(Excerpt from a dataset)
═══

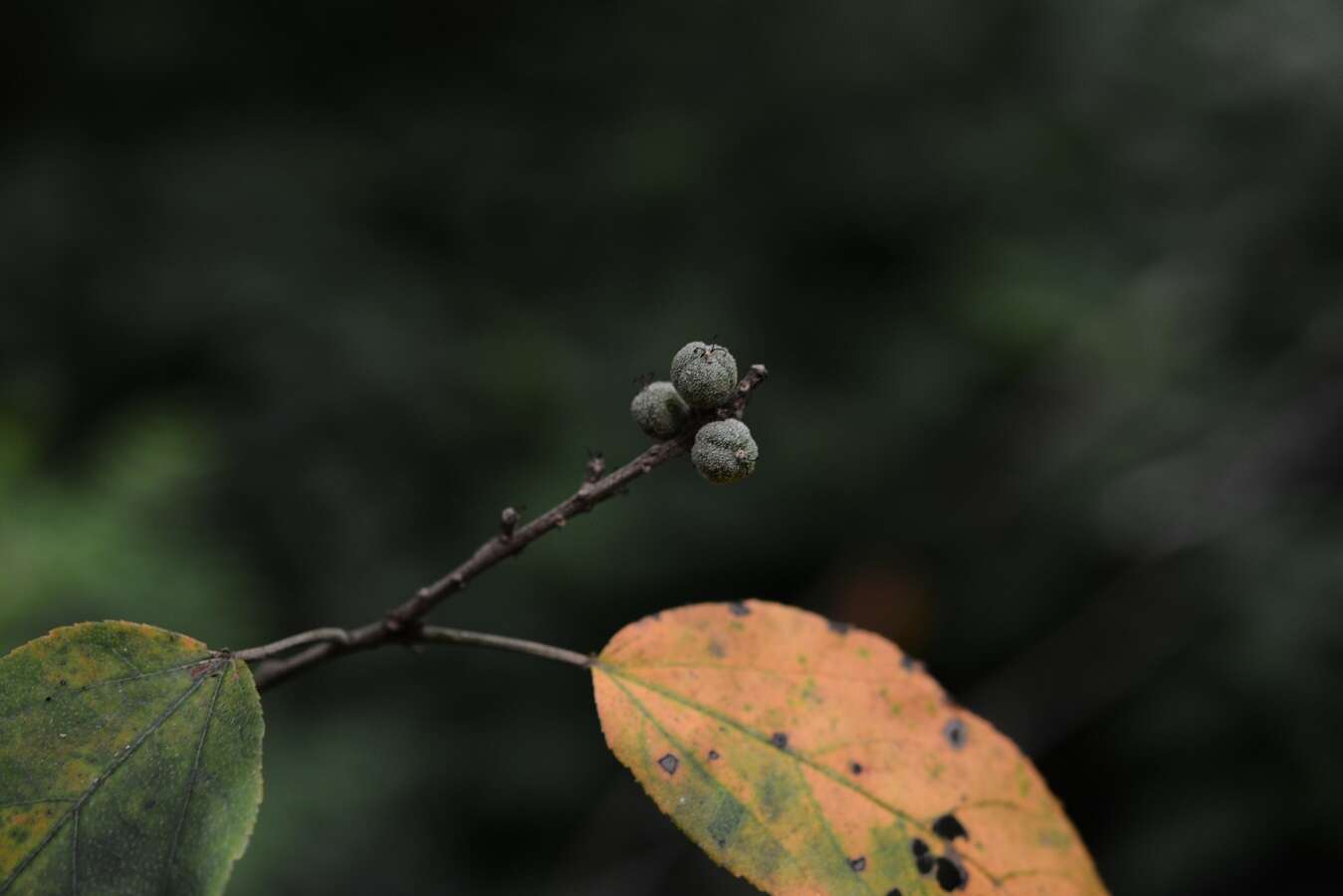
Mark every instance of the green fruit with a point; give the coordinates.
(705, 375)
(724, 452)
(660, 410)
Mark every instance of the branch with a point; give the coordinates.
(403, 623)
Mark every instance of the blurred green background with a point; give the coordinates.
(295, 297)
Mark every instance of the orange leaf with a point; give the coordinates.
(812, 758)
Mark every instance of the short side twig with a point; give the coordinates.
(403, 623)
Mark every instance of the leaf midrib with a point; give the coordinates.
(121, 760)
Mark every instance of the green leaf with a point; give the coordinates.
(129, 764)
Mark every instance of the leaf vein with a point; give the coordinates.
(99, 781)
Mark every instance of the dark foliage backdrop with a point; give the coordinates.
(295, 297)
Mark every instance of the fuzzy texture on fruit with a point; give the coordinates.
(660, 410)
(705, 375)
(724, 452)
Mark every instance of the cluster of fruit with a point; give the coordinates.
(704, 377)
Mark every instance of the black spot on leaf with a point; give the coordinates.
(949, 827)
(951, 875)
(955, 733)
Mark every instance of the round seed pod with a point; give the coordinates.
(724, 452)
(705, 375)
(660, 410)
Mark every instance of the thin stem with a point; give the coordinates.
(284, 645)
(439, 634)
(319, 638)
(403, 623)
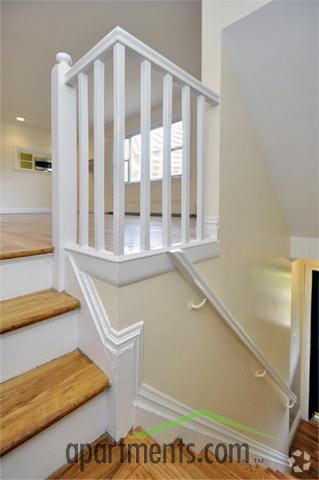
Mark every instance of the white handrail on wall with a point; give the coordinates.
(186, 267)
(70, 138)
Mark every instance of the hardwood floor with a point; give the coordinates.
(306, 442)
(131, 459)
(31, 234)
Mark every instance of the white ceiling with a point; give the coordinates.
(34, 31)
(275, 54)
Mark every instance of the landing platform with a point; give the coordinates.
(31, 234)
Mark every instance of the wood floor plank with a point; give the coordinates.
(20, 311)
(137, 468)
(306, 440)
(26, 252)
(35, 400)
(27, 234)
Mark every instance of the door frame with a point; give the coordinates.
(305, 340)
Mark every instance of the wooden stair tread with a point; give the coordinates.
(20, 311)
(7, 255)
(35, 400)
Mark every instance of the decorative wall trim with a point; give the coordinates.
(294, 426)
(304, 247)
(123, 356)
(4, 211)
(150, 402)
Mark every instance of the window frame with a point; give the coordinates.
(138, 132)
(35, 152)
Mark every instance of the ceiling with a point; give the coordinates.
(34, 31)
(275, 53)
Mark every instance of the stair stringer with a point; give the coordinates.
(116, 352)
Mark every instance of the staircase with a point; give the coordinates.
(177, 463)
(51, 393)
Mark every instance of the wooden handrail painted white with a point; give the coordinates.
(73, 81)
(187, 268)
(159, 63)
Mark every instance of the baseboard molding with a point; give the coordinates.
(6, 211)
(151, 403)
(294, 426)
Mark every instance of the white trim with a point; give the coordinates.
(8, 211)
(151, 401)
(159, 63)
(304, 247)
(16, 273)
(294, 426)
(305, 342)
(187, 268)
(131, 268)
(122, 355)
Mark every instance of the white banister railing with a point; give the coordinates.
(71, 122)
(187, 268)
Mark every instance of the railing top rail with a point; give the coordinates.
(190, 272)
(159, 62)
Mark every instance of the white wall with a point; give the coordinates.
(20, 188)
(193, 356)
(216, 15)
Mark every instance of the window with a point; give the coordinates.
(132, 154)
(29, 159)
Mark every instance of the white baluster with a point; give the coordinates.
(200, 166)
(185, 163)
(83, 159)
(64, 174)
(167, 172)
(99, 207)
(145, 191)
(118, 149)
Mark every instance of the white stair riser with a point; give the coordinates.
(25, 275)
(31, 346)
(44, 453)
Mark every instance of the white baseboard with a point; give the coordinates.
(4, 211)
(294, 426)
(154, 407)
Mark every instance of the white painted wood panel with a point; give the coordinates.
(83, 120)
(145, 187)
(118, 149)
(99, 74)
(185, 163)
(167, 173)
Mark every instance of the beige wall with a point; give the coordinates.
(216, 15)
(23, 189)
(192, 356)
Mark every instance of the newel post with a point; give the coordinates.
(64, 171)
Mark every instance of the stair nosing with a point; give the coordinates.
(30, 320)
(59, 415)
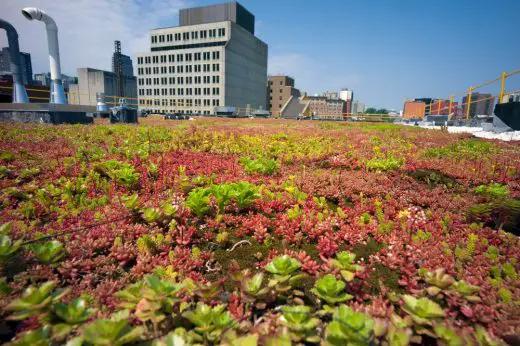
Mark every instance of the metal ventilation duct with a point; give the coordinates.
(57, 92)
(19, 92)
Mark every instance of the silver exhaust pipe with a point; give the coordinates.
(57, 92)
(19, 92)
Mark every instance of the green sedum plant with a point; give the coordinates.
(349, 327)
(331, 290)
(35, 302)
(298, 319)
(39, 337)
(210, 322)
(70, 315)
(344, 261)
(423, 311)
(260, 165)
(284, 269)
(109, 332)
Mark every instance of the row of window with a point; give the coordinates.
(164, 58)
(179, 80)
(180, 69)
(186, 36)
(179, 91)
(180, 102)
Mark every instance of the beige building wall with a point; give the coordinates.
(279, 90)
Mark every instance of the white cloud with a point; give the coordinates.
(87, 29)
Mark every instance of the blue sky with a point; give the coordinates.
(386, 51)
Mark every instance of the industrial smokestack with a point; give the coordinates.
(57, 92)
(19, 92)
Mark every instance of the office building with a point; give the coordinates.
(481, 104)
(322, 106)
(358, 107)
(442, 107)
(210, 61)
(25, 61)
(347, 95)
(92, 81)
(45, 80)
(127, 67)
(414, 109)
(280, 90)
(36, 93)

═══

Your objective —
Scale the part of the records that opens with the line containing "Mark every instance of the industrial" and runs through the end of the records, both ends included. Rewrite every line of it, requests included, multiplying each coordinate in the answers by 0.7 and rounding to whole numbers, with halves going up.

Answer below —
Mark every instance of the industrial smokestack with a point; give the coordinates.
(40, 64)
(13, 64)
Mark every instance of the office building with a point; give the coordinates.
(337, 73)
(225, 74)
(251, 75)
(309, 75)
(147, 43)
(18, 43)
(243, 67)
(64, 57)
(32, 56)
(89, 47)
(290, 76)
(196, 63)
(25, 65)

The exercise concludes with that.